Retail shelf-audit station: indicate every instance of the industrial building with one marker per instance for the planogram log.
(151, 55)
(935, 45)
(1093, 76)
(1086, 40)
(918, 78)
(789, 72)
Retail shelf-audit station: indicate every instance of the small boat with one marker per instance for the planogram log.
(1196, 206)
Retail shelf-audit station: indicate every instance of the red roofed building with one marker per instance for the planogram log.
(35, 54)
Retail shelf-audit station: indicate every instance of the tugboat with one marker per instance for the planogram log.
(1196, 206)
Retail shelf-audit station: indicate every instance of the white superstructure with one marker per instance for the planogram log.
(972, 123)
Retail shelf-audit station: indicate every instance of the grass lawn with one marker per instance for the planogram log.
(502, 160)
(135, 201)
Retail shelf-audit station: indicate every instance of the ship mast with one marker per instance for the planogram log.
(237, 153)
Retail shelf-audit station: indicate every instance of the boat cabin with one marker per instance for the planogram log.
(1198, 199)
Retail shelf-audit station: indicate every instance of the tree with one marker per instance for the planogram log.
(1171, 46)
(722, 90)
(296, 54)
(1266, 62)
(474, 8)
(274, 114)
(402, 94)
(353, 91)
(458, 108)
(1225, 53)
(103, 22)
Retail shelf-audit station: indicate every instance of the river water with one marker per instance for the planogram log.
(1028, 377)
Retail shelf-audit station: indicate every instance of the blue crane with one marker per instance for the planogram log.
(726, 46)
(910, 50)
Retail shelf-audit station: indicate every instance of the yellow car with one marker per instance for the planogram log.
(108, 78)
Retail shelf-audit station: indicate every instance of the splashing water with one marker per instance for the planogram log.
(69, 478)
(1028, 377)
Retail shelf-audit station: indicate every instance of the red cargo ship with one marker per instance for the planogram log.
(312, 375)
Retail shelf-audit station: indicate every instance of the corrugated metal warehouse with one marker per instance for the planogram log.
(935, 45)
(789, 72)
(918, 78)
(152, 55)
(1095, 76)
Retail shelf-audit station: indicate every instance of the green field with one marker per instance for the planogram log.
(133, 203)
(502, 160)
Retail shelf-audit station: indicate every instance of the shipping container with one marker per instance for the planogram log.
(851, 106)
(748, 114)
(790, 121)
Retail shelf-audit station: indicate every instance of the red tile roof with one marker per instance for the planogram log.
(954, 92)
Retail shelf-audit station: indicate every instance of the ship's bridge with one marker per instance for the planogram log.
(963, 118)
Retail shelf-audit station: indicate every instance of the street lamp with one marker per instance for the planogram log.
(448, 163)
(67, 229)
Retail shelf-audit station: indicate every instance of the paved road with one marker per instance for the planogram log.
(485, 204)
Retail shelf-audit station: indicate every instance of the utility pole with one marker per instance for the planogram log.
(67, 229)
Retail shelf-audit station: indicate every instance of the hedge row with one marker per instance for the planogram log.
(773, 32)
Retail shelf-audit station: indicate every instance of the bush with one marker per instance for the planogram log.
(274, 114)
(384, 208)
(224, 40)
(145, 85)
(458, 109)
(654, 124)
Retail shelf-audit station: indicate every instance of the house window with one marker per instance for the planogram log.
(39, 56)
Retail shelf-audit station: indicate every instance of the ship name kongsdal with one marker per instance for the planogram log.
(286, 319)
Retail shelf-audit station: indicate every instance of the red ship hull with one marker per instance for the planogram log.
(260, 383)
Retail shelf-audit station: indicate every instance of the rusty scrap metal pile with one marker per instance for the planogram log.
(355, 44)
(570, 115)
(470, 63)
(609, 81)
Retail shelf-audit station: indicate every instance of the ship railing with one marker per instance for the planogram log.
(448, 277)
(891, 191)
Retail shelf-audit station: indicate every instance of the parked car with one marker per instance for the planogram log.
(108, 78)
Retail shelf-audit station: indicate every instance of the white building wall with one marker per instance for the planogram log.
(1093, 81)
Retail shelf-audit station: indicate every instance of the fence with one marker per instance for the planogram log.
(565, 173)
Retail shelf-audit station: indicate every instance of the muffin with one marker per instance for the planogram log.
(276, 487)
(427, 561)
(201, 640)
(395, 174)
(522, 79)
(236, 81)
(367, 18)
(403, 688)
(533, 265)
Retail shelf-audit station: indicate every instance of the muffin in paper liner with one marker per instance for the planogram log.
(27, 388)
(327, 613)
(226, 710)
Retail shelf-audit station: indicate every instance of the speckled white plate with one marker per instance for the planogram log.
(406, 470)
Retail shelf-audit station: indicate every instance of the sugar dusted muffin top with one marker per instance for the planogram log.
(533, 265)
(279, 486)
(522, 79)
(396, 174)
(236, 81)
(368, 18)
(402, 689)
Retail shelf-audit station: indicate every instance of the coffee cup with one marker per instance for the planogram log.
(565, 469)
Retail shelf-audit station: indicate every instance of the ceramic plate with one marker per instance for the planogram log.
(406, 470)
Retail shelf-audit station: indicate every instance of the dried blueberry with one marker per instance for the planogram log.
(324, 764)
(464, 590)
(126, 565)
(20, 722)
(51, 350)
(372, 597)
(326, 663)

* _TASK ITEM_
Output the records in full. Keep every character as it is.

* _EXPECTED OUTPUT_
Retail shelf-audit station: indicate every instance of the industrial building with one marker per instance for the planogram log.
(151, 55)
(935, 45)
(1093, 76)
(1086, 40)
(918, 78)
(789, 72)
Retail shelf-audit station: indicate every instance of the small boat with one marker per instance for the planogram log.
(1196, 206)
Retail shelf-audit station: indicate every instance of the red roofed building with one marker per instance for the planogram log.
(35, 54)
Retail shelf-audit station: indicate every instance of the tugboat with one marker per instance for the planogram log.
(1196, 206)
Retail shelf-audit station: indicate every instance of the white superstructure with one marker per instance for the planogram log.
(972, 123)
Retail shelf-audit station: indicate every instance of the grass lawn with one marker per instance for the planogram log.
(502, 160)
(135, 201)
Retail shelf-audit station: indicate every instance of the ship mast with one marker per instance for the planogram log.
(237, 153)
Retail shelf-audit station: indicate every instance of the boat cabin with one marker per instance for the planogram log.
(1198, 199)
Retail shelf-audit station: indicate every instance of the tree with one marker per instance for the planogram log.
(1171, 46)
(722, 90)
(296, 54)
(1266, 62)
(474, 8)
(274, 114)
(402, 94)
(353, 91)
(458, 108)
(1225, 53)
(103, 22)
Retail shelf-audit station: indicate every instance of the river water with one marker per instance for the planogram log.
(1028, 377)
Retail shelf-audit station: indicate every instance of the blue crane with one marker per instance for the planogram log.
(726, 46)
(910, 50)
Retail shelf-audit station: indicate every instance of the yellow car with one marker per instance for the planogram log.
(108, 78)
Retail shelf-audit station: indicate every instance of the splashing water with one marker per instance for the planogram log.
(69, 478)
(1028, 377)
Retail shelf-audit station: indicate every instance of the red cargo ship with one marker per instance for the planogram log.
(312, 375)
Retail shelf-audit station: indicate every instance of the corrugated metal warehouse with one marker per instance for the planogram log.
(935, 45)
(789, 72)
(918, 78)
(152, 55)
(1095, 76)
Retail shelf-audit station: indicate every instance of the green field with one marker per instance for the planogram log.
(133, 203)
(502, 160)
Retail shelf-audit station: indicate every instance of the shipping container with one marker per instance for the planogram log.
(851, 106)
(748, 114)
(790, 121)
Retail shelf-audit station: indicate every instance of the red tile roof with one marker per instance for the planogram log.
(954, 92)
Retail shelf-audit station: indicate every instance of the ship's bridge with one marker per instance for the planogram log.
(963, 118)
Retail shelf-audit station: indicate every instance of the street lamp with one marker per instance for the planogram log.
(448, 163)
(67, 229)
Retail shelf-audit station: indicate every instance of the paved road with one marker per instance for the planogram log.
(485, 204)
Retail shelf-audit station: indicate every instance of the utility pole with one marker per instance for the planogram log.
(67, 229)
Retail shelf-audit station: indicate every instance of the hedge row with one marker per instance for the planogram log.
(773, 32)
Retail shelf-audit station: indicate every instance of the bush with one marker per instance for the planogram log.
(274, 114)
(384, 208)
(224, 40)
(145, 85)
(458, 109)
(654, 124)
Retail shelf-audit station: indicate every instance of the house window with one marker per instance for the planogram log.
(39, 56)
Retail shelf-audit station: indicate every instance of the ship name kongsdal with one marker per instance for the planogram log.
(286, 319)
Retail shelf-audit station: indicate every instance of the red ship hull with one marker per instance for the planogram log.
(260, 383)
Retail shelf-audit station: indicate every instance of the rusty scrap metal pile with one marker per instance for the planogram log.
(355, 44)
(570, 115)
(470, 63)
(609, 81)
Retail shelf-audit station: indicate every instance of the ship railing with one marker per instance for the planogram log.
(448, 277)
(891, 191)
Retail shelf-audit station: indicate every instance of the parked car with one marker per instance for the planogram log.
(108, 78)
Retail shelf-audit station: indicate every instance of the white building wall with one marker per instance for the planogram log.
(1093, 81)
Retail shelf-audit station: indicate every instance of the fence with one marker per instance for the planogram log.
(565, 173)
Retail shelf-audit station: indicate every instance of the muffin with one marker per instance for the planogram log.
(276, 487)
(427, 561)
(201, 640)
(395, 174)
(522, 79)
(236, 81)
(367, 18)
(403, 688)
(533, 265)
Retail shelf-audit station: indicate every instance of the muffin in paper liner with one marker per instance for the planogram log.
(27, 388)
(327, 613)
(226, 710)
Retail shelf-audit station: indicate every instance of the speckled white plate with one marker per instance for the planogram log.
(406, 470)
Retail shelf-audit station: indicate every instance of the sugar dusted muffin top with one marker per instance for the planogram log.
(533, 265)
(279, 486)
(522, 79)
(396, 174)
(236, 81)
(368, 18)
(402, 689)
Retail shelf-audit station: indicate every instance of the coffee cup with one marker per instance for the planogram log.
(565, 469)
Retail shelf-audit station: indicate every instance of the ceramic plate with one marker per instance for the planogram log.
(406, 470)
Retail shelf-audit station: indicate every instance of the dried blueberry with one marker per instance for the planogram log.
(324, 764)
(464, 590)
(126, 565)
(20, 722)
(51, 350)
(372, 597)
(326, 663)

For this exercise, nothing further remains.